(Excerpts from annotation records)
________________________________________
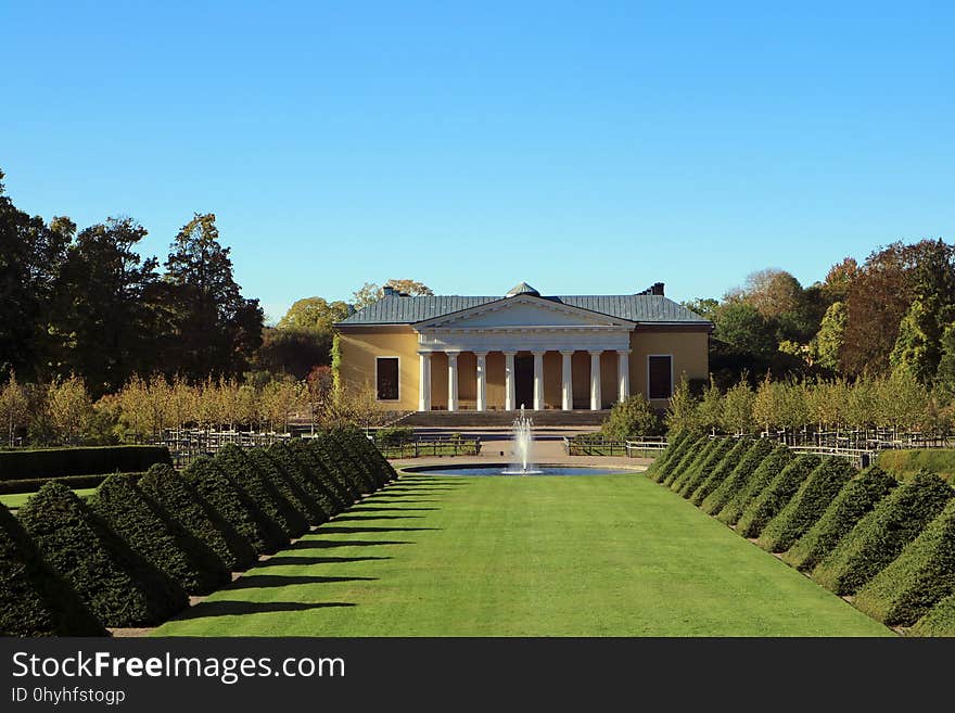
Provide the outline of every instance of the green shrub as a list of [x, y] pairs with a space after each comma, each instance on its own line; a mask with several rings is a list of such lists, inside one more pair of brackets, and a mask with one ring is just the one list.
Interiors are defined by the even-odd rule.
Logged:
[[662, 432], [663, 422], [642, 394], [634, 394], [614, 404], [600, 428], [600, 433], [609, 441], [660, 435]]
[[882, 469], [876, 466], [867, 468], [839, 491], [823, 517], [789, 548], [782, 559], [798, 570], [812, 570], [897, 484], [899, 481]]
[[888, 626], [912, 626], [935, 602], [955, 593], [955, 501], [932, 520], [853, 604]]
[[727, 525], [736, 525], [750, 504], [760, 497], [769, 483], [785, 469], [795, 456], [786, 446], [776, 446], [753, 471], [753, 474], [740, 487], [736, 495], [723, 506], [716, 519]]
[[792, 499], [760, 533], [759, 545], [771, 552], [785, 552], [812, 527], [856, 470], [843, 458], [824, 456]]
[[736, 523], [737, 532], [743, 537], [759, 537], [763, 527], [786, 507], [803, 481], [820, 462], [818, 456], [797, 456], [747, 506]]
[[170, 466], [150, 468], [139, 487], [205, 543], [229, 570], [244, 571], [255, 562], [252, 544]]
[[0, 505], [0, 636], [104, 636], [106, 629]]
[[53, 571], [106, 626], [153, 626], [189, 602], [176, 582], [61, 483], [43, 485], [17, 519]]
[[198, 458], [183, 471], [186, 480], [252, 545], [256, 555], [272, 553], [289, 544], [275, 520], [209, 458]]
[[[142, 473], [112, 473], [113, 475], [122, 475], [133, 480], [142, 478]], [[36, 493], [43, 483], [55, 481], [63, 483], [71, 491], [78, 491], [85, 487], [97, 487], [106, 480], [111, 473], [100, 475], [65, 475], [63, 478], [30, 478], [22, 481], [0, 481], [0, 495], [13, 495], [16, 493]]]
[[[226, 473], [245, 493], [255, 500], [259, 509], [279, 524], [282, 532], [290, 538], [301, 537], [308, 532], [305, 515], [292, 506], [275, 486], [272, 473], [269, 478], [263, 473], [257, 462], [239, 446], [228, 444], [219, 449], [213, 458], [219, 470]], [[275, 468], [269, 463], [271, 468]]]
[[734, 446], [723, 456], [723, 460], [716, 463], [705, 480], [690, 494], [690, 502], [696, 506], [702, 505], [703, 499], [729, 478], [729, 474], [746, 458], [754, 443], [752, 438], [737, 438]]
[[683, 484], [710, 458], [713, 451], [724, 443], [725, 438], [706, 438], [702, 448], [690, 450], [663, 481], [672, 491], [678, 491]]
[[111, 475], [87, 505], [188, 594], [205, 595], [231, 581], [222, 560], [129, 479]]
[[737, 438], [718, 438], [716, 441], [716, 447], [710, 451], [710, 455], [704, 461], [697, 467], [689, 469], [687, 476], [683, 479], [682, 483], [674, 482], [674, 485], [678, 486], [674, 489], [683, 497], [689, 498], [693, 492], [700, 487], [708, 478], [710, 478], [710, 474], [715, 470], [716, 466], [721, 463], [726, 455], [733, 450], [738, 443], [739, 441]]
[[[0, 451], [0, 481], [142, 472], [169, 463], [165, 446], [93, 446]], [[21, 491], [23, 492], [23, 491]]]
[[955, 595], [945, 597], [919, 619], [909, 636], [955, 636]]
[[813, 578], [838, 595], [855, 593], [899, 557], [953, 495], [934, 473], [916, 474], [856, 523], [813, 570]]
[[753, 472], [772, 451], [772, 441], [768, 438], [755, 441], [753, 446], [740, 459], [737, 467], [733, 469], [733, 472], [716, 486], [716, 489], [703, 498], [703, 501], [700, 504], [703, 512], [712, 515], [718, 514], [726, 504], [749, 483]]
[[955, 448], [883, 450], [877, 462], [879, 468], [900, 479], [912, 478], [920, 470], [928, 470], [950, 484], [955, 484]]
________________________________________
Set exercise:
Could you copy out all of the records above character for character, leaving out the pictures?

Finished answer:
Provide the outline of every instance of the green shrub as a list of [x, y] pairs with a space after each comma, each instance on its own line; a mask with several rings is a list of such lists, inside one more pair of brackets, and a mask with one ring is just the one list.
Interiors are defined by the even-odd rule.
Logged:
[[662, 432], [663, 422], [642, 394], [634, 394], [614, 404], [600, 428], [600, 433], [609, 441], [660, 435]]
[[882, 469], [876, 466], [867, 468], [839, 491], [823, 517], [789, 548], [782, 559], [798, 570], [812, 570], [897, 484], [899, 481]]
[[888, 626], [912, 626], [935, 602], [955, 593], [955, 501], [932, 520], [853, 604]]
[[727, 525], [736, 525], [750, 504], [760, 497], [769, 483], [785, 469], [795, 456], [786, 446], [776, 446], [753, 471], [753, 474], [740, 487], [736, 495], [723, 506], [716, 519]]
[[792, 499], [760, 533], [759, 545], [771, 552], [785, 552], [812, 527], [856, 470], [843, 458], [824, 456]]
[[736, 523], [737, 532], [743, 537], [759, 537], [763, 527], [786, 507], [803, 481], [820, 462], [818, 456], [797, 456], [747, 506]]
[[170, 466], [150, 468], [139, 487], [205, 543], [229, 570], [244, 571], [255, 562], [252, 544]]
[[0, 505], [0, 636], [104, 636], [106, 629]]
[[53, 571], [106, 626], [153, 626], [189, 602], [176, 582], [61, 483], [43, 485], [17, 519]]
[[198, 458], [183, 471], [186, 480], [252, 545], [256, 555], [272, 553], [289, 544], [275, 520], [209, 458]]
[[[142, 473], [112, 473], [113, 475], [122, 475], [133, 480], [142, 478]], [[36, 493], [43, 483], [55, 481], [63, 483], [71, 491], [78, 491], [85, 487], [97, 487], [106, 480], [111, 473], [100, 475], [65, 475], [63, 478], [30, 478], [22, 481], [0, 481], [0, 495], [13, 495], [16, 493]]]
[[[226, 473], [245, 493], [255, 500], [259, 509], [279, 524], [282, 532], [290, 538], [301, 537], [308, 532], [305, 515], [292, 506], [275, 486], [272, 473], [269, 478], [263, 473], [257, 462], [239, 446], [228, 444], [219, 449], [213, 458], [219, 470]], [[275, 468], [269, 463], [271, 468]]]
[[734, 446], [723, 456], [723, 460], [716, 463], [705, 480], [690, 494], [690, 502], [696, 506], [702, 505], [703, 499], [729, 478], [729, 474], [746, 458], [754, 443], [752, 438], [737, 438]]
[[683, 484], [710, 458], [713, 451], [724, 443], [725, 438], [706, 438], [702, 448], [690, 450], [663, 481], [672, 491], [678, 491]]
[[111, 475], [87, 505], [188, 594], [205, 595], [231, 581], [222, 560], [129, 479]]
[[737, 438], [718, 438], [716, 441], [716, 447], [710, 451], [710, 455], [704, 461], [697, 467], [689, 469], [687, 476], [683, 479], [682, 483], [674, 482], [674, 485], [678, 486], [674, 489], [683, 497], [689, 498], [693, 492], [700, 487], [708, 478], [710, 478], [710, 474], [715, 470], [716, 466], [721, 463], [726, 455], [733, 450], [738, 443], [739, 441]]
[[[0, 451], [0, 481], [142, 472], [169, 463], [165, 446], [93, 446]], [[21, 491], [23, 492], [23, 491]]]
[[955, 595], [945, 597], [919, 619], [909, 636], [955, 636]]
[[813, 578], [838, 595], [855, 593], [899, 557], [953, 495], [934, 473], [916, 474], [856, 523], [813, 570]]
[[753, 472], [772, 451], [772, 441], [768, 438], [755, 441], [753, 446], [740, 459], [737, 467], [733, 469], [733, 472], [716, 486], [716, 489], [703, 498], [703, 501], [700, 504], [703, 512], [712, 515], [718, 514], [726, 504], [749, 483]]
[[955, 448], [883, 450], [877, 462], [879, 468], [900, 479], [912, 478], [920, 470], [928, 470], [950, 484], [955, 484]]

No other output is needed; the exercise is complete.